**DATA PROVIDED**
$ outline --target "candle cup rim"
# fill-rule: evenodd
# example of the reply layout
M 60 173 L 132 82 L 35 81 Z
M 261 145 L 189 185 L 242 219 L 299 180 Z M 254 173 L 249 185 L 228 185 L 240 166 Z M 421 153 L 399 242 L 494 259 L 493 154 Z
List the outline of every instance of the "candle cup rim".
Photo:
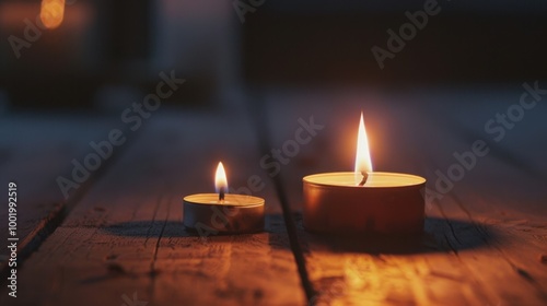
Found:
M 395 185 L 395 186 L 358 186 L 358 185 L 337 185 L 337 184 L 328 184 L 328 183 L 317 183 L 311 180 L 313 177 L 328 177 L 328 176 L 354 176 L 354 172 L 333 172 L 333 173 L 317 173 L 317 174 L 311 174 L 306 175 L 302 178 L 302 181 L 304 184 L 310 184 L 314 186 L 321 186 L 321 187 L 330 187 L 330 188 L 374 188 L 374 189 L 382 189 L 382 188 L 405 188 L 405 187 L 416 187 L 416 186 L 424 186 L 427 183 L 427 179 L 424 177 L 414 175 L 414 174 L 406 174 L 406 173 L 389 173 L 389 172 L 372 172 L 369 173 L 370 176 L 375 176 L 375 175 L 381 175 L 385 177 L 389 176 L 397 176 L 397 177 L 407 177 L 407 178 L 414 178 L 417 181 L 416 183 L 410 183 L 410 184 L 405 184 L 405 185 Z M 369 178 L 370 179 L 370 178 Z
M 248 200 L 252 200 L 248 204 L 247 203 L 219 203 L 219 202 L 211 202 L 211 203 L 205 203 L 205 202 L 196 202 L 195 200 L 188 199 L 191 197 L 216 197 L 218 198 L 218 193 L 194 193 L 189 196 L 183 197 L 183 202 L 188 203 L 188 204 L 194 204 L 194 205 L 222 205 L 222 207 L 233 207 L 233 208 L 255 208 L 255 207 L 260 207 L 265 204 L 265 200 L 259 197 L 255 196 L 248 196 L 248 195 L 234 195 L 234 193 L 225 193 L 224 199 L 228 200 L 229 198 L 237 197 L 237 198 L 245 198 Z

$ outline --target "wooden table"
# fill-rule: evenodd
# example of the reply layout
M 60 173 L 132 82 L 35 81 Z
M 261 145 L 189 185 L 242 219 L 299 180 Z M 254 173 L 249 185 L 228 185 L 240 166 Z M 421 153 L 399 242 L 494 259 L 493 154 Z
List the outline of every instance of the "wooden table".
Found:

**WRITTEN TASK**
Reproduce every one of the records above line for line, without changing any character, and omit the pictures.

**ANSWER**
$ outline --target "candle cup rim"
# fill-rule: evenodd
# example of the reply layout
M 60 173 L 132 82 L 35 81 Z
M 261 145 L 189 185 L 242 219 L 299 180 Z M 254 173 L 249 185 L 228 185 L 240 166 Z M 421 153 L 399 242 L 494 259 L 493 154 Z
List the outline of every instance of the "candle cup rim".
Photo:
Found:
M 395 185 L 395 186 L 358 186 L 358 185 L 337 185 L 337 184 L 328 184 L 328 183 L 317 183 L 311 180 L 313 177 L 328 177 L 328 176 L 354 176 L 354 172 L 333 172 L 333 173 L 317 173 L 317 174 L 311 174 L 306 175 L 302 178 L 302 181 L 304 184 L 310 184 L 314 186 L 321 186 L 321 187 L 330 187 L 330 188 L 374 188 L 374 189 L 382 189 L 382 188 L 405 188 L 405 187 L 416 187 L 416 186 L 424 186 L 427 183 L 427 179 L 424 177 L 414 175 L 414 174 L 406 174 L 406 173 L 389 173 L 389 172 L 372 172 L 369 173 L 370 176 L 375 176 L 375 175 L 381 175 L 385 177 L 389 176 L 397 176 L 397 177 L 407 177 L 407 178 L 414 178 L 417 181 L 416 183 L 410 183 L 410 184 L 405 184 L 405 185 Z M 369 178 L 370 179 L 370 178 Z
M 248 200 L 252 200 L 248 204 L 247 203 L 219 203 L 219 202 L 211 202 L 211 203 L 205 203 L 205 202 L 196 202 L 195 200 L 188 199 L 191 197 L 216 197 L 218 198 L 218 193 L 194 193 L 189 196 L 183 197 L 183 202 L 188 203 L 188 204 L 194 204 L 194 205 L 222 205 L 222 207 L 233 207 L 233 208 L 255 208 L 255 207 L 260 207 L 265 204 L 265 200 L 259 197 L 255 196 L 248 196 L 248 195 L 234 195 L 234 193 L 225 193 L 224 199 L 228 200 L 229 198 L 237 197 L 237 198 L 245 198 Z

$ outline --target "wooden table"
# fill-rule: evenodd
# example of the reply layout
M 60 173 L 132 82 L 35 81 Z
M 261 145 L 189 185 L 242 219 L 299 180 Z M 254 173 L 249 185 L 228 185 L 240 166 Z M 421 153 L 399 242 L 494 259 L 493 154 Z
List the outline of every instance of the "wooden table".
Found:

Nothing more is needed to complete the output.